Please pick out every line in the data below that contains the word "blue" and copy each one in full. Case counts.

:::::

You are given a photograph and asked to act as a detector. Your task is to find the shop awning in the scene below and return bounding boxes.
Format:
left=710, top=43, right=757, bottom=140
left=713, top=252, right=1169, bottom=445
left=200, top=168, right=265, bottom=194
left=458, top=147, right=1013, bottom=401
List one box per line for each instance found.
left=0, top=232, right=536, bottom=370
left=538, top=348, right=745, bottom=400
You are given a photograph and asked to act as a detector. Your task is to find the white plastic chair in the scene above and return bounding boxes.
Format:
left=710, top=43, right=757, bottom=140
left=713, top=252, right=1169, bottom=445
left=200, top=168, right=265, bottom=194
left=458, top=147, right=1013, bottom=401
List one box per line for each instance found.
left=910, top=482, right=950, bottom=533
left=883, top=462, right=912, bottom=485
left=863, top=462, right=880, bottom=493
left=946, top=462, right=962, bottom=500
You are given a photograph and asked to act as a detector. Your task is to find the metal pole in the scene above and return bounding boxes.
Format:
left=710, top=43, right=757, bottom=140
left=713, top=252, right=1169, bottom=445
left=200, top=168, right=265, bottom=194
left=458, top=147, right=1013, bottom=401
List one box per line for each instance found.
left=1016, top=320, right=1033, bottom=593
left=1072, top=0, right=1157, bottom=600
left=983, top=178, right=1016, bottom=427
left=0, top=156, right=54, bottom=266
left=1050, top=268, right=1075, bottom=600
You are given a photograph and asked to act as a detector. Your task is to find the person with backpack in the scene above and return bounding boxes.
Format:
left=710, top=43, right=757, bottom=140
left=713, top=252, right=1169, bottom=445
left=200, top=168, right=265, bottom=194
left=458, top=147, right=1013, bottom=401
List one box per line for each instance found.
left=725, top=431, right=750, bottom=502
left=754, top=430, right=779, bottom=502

:::::

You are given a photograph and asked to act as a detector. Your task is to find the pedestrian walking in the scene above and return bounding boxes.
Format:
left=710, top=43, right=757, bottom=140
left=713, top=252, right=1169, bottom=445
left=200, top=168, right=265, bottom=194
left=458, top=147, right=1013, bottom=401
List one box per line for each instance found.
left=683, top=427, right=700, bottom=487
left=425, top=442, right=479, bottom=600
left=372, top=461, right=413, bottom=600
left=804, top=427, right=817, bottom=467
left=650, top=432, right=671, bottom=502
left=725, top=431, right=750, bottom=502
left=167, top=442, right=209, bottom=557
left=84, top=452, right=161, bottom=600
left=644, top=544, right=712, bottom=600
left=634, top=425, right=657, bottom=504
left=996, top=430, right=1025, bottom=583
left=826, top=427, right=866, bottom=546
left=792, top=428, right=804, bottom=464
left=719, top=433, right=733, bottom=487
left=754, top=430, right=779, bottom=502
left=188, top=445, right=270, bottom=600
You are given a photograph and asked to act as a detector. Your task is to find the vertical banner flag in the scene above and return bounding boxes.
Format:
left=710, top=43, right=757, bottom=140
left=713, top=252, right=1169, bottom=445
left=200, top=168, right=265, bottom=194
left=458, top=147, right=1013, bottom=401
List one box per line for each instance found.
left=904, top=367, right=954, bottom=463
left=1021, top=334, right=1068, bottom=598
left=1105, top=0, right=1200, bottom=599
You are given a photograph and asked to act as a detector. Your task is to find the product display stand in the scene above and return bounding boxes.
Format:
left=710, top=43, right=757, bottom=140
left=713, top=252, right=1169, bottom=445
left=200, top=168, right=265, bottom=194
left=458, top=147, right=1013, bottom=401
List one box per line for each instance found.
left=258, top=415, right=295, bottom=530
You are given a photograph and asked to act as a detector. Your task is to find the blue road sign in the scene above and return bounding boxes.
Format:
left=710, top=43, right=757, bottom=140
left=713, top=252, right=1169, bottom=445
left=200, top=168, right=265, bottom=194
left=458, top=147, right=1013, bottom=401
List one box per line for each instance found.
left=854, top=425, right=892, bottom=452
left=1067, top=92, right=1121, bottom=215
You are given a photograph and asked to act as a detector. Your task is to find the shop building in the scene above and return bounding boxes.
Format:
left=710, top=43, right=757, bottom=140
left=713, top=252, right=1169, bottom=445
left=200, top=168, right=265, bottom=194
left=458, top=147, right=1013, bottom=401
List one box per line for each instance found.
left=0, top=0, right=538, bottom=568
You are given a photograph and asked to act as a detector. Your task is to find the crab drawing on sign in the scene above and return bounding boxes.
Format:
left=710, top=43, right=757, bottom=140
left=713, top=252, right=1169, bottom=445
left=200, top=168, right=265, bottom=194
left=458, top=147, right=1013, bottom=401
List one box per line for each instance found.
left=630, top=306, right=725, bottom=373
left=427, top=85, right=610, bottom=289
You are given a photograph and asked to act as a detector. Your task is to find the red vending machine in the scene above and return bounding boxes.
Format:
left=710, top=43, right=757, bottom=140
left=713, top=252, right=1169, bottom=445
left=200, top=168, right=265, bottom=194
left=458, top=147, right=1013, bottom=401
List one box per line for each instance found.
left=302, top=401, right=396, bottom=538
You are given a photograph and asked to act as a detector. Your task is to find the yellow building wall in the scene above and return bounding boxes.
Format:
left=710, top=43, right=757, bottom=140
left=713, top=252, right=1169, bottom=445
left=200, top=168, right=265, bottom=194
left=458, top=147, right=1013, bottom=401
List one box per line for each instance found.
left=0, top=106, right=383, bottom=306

:::::

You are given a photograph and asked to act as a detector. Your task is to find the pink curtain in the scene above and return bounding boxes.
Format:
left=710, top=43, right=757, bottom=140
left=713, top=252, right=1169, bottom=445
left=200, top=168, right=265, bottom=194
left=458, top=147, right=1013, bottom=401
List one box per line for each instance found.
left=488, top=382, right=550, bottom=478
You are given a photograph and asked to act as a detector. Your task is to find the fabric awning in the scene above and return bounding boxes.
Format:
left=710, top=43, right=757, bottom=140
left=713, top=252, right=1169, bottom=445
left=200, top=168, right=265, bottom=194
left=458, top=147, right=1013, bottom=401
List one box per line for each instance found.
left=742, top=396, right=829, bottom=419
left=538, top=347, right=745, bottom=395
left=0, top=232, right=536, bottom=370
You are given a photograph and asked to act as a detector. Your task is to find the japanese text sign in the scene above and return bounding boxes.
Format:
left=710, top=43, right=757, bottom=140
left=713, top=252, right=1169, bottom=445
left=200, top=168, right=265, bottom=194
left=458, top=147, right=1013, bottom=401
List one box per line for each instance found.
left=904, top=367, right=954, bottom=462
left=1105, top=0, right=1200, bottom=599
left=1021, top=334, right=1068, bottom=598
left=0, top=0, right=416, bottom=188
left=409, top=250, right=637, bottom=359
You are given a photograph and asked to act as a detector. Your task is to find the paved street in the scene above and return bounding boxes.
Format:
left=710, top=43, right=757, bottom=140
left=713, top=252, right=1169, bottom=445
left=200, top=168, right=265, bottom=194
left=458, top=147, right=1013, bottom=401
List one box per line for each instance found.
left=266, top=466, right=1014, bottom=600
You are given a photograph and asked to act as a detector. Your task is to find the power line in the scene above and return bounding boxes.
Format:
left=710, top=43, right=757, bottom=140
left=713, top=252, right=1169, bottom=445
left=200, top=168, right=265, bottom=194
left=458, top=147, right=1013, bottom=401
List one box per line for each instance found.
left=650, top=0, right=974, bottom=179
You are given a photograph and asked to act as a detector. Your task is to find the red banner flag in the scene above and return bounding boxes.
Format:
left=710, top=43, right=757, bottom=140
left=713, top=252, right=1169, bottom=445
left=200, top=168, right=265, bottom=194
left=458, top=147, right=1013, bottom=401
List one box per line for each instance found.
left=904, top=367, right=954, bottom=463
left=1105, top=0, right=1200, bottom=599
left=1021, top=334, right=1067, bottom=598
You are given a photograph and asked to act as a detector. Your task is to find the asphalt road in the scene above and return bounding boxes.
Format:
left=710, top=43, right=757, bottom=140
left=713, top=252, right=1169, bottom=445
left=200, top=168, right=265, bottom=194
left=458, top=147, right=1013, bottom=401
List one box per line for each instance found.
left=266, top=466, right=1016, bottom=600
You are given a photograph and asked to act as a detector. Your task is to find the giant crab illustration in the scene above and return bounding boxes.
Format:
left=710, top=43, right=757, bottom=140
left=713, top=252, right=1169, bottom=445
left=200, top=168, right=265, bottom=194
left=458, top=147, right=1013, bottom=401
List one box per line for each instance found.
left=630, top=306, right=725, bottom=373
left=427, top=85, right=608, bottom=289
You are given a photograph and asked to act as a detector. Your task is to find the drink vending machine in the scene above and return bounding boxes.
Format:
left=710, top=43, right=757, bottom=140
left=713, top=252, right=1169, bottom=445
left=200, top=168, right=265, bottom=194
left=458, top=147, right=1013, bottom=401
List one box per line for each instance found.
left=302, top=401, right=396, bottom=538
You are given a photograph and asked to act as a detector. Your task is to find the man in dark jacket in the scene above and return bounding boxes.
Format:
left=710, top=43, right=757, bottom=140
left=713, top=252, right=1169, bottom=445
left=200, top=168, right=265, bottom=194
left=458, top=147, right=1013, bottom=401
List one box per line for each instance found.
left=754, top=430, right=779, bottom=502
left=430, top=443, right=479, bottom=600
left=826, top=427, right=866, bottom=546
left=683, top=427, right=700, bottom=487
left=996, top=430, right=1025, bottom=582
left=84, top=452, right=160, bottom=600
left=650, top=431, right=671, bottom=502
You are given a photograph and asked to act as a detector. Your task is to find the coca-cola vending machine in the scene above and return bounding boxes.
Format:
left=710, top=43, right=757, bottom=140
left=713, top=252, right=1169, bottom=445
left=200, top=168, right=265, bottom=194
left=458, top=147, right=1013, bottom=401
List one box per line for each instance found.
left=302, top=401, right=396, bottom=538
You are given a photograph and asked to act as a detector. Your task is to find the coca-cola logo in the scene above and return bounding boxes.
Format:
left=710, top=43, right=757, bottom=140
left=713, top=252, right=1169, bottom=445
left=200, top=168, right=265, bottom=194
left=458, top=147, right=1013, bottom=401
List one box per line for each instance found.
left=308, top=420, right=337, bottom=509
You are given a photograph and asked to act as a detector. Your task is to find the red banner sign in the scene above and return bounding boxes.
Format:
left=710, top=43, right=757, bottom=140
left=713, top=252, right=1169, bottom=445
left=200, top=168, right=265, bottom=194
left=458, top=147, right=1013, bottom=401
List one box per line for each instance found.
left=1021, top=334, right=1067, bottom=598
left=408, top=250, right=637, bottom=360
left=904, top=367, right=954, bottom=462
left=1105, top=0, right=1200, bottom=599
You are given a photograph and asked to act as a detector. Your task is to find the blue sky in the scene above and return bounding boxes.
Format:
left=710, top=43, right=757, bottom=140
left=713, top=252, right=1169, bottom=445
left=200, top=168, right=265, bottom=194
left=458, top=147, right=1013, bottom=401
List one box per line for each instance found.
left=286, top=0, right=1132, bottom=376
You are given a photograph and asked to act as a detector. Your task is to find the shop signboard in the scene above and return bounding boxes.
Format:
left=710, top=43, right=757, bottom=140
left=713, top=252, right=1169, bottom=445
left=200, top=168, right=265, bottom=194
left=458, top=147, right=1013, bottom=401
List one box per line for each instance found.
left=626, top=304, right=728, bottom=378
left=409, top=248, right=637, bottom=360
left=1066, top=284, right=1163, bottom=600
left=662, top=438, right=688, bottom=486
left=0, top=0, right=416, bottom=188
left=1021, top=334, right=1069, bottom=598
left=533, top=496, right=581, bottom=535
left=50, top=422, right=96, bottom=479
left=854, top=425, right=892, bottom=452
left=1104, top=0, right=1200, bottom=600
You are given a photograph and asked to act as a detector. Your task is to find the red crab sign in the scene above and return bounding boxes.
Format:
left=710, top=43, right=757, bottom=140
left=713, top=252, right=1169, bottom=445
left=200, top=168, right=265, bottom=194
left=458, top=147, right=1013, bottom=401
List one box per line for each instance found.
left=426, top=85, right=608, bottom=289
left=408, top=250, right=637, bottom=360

:::::

▶ RESULT OF THE EXERCISE:
You are given a photograph and asked to act as a detector. Your task is to find the blue road sign in the scene above and return bounding boxes.
You are given a photograph and asked to act as a detector. Your task is to find the blue sky in the scene above and return bounding boxes.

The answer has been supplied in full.